→ **課題の目的**: 以下の記録のうち、文字列「window」を含む行がいくつあるかを答えてください。数だけを書いてください。

→ **位置ラベル付けデータの抜粋**:
···

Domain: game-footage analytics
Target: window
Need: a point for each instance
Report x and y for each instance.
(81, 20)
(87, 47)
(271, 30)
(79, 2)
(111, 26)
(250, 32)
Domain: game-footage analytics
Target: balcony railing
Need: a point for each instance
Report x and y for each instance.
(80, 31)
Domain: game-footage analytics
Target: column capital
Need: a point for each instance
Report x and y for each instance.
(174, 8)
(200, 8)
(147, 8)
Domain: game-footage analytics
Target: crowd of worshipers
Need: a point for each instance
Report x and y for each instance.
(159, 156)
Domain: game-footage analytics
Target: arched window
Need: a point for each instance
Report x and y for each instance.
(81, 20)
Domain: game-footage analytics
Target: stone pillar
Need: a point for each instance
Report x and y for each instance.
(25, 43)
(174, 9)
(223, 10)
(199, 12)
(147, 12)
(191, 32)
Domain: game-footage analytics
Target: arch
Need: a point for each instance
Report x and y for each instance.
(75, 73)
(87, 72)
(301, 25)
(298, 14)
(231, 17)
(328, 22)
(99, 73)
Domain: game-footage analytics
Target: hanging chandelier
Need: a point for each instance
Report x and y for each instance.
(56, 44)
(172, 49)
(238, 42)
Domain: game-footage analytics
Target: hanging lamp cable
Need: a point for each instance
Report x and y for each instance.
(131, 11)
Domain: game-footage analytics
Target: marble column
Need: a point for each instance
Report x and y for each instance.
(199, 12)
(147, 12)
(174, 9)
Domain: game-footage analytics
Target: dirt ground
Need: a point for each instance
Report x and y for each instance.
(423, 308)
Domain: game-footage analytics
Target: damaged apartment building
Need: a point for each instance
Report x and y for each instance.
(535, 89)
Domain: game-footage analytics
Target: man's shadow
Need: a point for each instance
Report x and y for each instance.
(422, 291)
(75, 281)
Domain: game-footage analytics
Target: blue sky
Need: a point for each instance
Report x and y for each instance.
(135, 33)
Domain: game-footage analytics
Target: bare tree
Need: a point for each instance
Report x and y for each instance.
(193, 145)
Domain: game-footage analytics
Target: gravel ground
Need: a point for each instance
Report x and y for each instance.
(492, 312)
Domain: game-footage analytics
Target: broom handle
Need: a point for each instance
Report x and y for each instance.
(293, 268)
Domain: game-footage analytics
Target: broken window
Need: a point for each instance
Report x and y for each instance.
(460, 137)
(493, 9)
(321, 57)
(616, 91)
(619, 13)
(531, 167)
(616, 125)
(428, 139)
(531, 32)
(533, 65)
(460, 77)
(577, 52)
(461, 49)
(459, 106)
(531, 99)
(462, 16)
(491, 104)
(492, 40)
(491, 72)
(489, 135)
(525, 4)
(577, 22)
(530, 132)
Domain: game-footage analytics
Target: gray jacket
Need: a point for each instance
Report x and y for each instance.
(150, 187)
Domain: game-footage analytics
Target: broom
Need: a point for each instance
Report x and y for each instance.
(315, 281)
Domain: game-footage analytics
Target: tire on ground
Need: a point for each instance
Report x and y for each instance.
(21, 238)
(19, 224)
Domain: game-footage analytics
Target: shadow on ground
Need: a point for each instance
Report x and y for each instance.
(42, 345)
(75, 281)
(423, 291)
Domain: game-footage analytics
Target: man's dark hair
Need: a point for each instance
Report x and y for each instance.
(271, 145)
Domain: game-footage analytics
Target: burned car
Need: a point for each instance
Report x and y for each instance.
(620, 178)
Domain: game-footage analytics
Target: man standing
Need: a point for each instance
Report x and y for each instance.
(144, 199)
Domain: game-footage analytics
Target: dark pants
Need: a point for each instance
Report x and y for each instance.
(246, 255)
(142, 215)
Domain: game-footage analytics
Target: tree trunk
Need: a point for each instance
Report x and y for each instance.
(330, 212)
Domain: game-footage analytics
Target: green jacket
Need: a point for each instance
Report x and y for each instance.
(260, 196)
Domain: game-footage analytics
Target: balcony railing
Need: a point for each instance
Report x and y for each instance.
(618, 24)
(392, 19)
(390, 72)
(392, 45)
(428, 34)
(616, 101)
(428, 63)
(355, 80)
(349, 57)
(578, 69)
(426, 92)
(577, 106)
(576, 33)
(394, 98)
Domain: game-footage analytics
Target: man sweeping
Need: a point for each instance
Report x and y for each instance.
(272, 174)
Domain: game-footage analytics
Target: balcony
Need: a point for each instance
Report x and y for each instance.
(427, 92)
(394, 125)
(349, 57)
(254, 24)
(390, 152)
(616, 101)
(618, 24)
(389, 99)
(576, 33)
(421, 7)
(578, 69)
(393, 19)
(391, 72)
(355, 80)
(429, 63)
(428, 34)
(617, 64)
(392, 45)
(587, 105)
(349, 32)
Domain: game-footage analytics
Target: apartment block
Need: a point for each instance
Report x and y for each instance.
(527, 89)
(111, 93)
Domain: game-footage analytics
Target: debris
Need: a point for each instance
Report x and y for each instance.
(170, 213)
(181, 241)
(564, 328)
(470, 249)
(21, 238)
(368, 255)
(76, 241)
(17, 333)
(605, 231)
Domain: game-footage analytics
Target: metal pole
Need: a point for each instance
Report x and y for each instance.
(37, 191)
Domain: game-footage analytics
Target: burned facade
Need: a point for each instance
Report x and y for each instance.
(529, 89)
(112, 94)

···

→ **課題の結果**: 3